Return each line from the records below that contains the string "traced", copying every such line in full.

------------------------------------------------

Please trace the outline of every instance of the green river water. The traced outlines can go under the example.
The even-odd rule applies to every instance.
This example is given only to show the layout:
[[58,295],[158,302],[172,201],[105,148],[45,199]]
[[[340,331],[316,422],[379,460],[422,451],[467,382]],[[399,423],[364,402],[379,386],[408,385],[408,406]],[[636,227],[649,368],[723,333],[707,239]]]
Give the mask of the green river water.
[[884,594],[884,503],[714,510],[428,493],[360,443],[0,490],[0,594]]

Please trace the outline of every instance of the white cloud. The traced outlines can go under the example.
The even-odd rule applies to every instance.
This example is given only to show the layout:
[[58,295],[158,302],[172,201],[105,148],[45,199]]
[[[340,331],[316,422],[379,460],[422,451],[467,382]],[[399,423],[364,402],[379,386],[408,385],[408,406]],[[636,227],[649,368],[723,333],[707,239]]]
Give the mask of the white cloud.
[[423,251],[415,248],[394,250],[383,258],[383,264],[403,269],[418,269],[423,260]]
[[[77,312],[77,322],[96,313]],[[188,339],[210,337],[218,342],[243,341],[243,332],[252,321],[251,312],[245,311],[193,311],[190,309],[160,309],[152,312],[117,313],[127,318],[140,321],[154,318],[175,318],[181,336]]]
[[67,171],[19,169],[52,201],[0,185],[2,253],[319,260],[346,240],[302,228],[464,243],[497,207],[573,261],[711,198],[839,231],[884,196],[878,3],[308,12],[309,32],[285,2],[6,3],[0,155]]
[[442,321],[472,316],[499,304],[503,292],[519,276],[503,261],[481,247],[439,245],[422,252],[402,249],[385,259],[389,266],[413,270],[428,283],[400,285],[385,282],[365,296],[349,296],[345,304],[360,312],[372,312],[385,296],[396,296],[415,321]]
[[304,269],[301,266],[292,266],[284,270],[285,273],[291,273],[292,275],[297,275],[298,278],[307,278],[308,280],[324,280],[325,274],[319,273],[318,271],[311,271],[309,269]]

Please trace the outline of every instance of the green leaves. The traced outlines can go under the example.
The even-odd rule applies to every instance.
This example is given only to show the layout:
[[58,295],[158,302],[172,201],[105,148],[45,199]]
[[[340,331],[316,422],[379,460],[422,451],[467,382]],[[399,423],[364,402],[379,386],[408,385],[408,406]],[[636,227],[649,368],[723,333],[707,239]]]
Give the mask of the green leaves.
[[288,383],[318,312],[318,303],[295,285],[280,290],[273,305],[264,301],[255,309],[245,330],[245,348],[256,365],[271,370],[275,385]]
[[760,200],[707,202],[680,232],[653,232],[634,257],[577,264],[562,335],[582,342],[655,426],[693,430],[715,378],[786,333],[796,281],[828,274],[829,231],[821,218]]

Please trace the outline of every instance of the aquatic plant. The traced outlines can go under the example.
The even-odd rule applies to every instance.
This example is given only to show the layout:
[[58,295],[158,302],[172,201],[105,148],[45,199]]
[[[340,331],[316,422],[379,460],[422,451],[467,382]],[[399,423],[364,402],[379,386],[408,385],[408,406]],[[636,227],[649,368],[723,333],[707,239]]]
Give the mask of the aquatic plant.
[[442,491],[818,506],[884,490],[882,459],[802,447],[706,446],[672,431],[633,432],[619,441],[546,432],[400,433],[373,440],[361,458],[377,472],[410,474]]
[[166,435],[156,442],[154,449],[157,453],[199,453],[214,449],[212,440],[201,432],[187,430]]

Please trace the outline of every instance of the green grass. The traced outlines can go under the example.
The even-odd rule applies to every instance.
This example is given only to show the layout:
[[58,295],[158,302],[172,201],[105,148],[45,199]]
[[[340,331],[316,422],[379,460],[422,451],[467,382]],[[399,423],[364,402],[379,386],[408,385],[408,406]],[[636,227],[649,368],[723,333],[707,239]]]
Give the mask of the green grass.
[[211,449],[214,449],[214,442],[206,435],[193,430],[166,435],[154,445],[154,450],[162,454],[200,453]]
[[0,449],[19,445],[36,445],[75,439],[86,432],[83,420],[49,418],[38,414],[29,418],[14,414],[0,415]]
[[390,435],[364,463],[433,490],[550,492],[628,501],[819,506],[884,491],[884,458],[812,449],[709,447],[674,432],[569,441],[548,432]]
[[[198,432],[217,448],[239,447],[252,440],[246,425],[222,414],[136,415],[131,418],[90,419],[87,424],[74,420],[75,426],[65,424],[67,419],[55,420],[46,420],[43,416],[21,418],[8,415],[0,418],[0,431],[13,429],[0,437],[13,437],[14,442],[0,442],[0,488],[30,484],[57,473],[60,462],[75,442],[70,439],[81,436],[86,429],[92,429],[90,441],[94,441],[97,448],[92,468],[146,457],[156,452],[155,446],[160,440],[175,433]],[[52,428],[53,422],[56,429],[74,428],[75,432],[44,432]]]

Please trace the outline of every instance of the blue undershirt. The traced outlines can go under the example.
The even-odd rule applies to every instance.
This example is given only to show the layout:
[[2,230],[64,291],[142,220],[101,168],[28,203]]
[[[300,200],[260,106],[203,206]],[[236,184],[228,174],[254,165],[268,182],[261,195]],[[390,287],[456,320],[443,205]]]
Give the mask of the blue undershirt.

------------------------------------------------

* Response for this exercise:
Please trace the outline of every instance of the green river water. The traced outlines can go under the example.
Please trace the outline of every instance of the white cloud. The traced outlines can go under the example.
Please trace the outline of every instance of the green leaves. The traced outlines can go under the example.
Please trace the outline of every instance of the aquatic plant. The traced outlines can go under the example.
Please trace the outline of every instance of the green grass. The traced outlines can go under the example.
Please trace the outline of every instance of the blue undershirt. The traced outlines can go under the example.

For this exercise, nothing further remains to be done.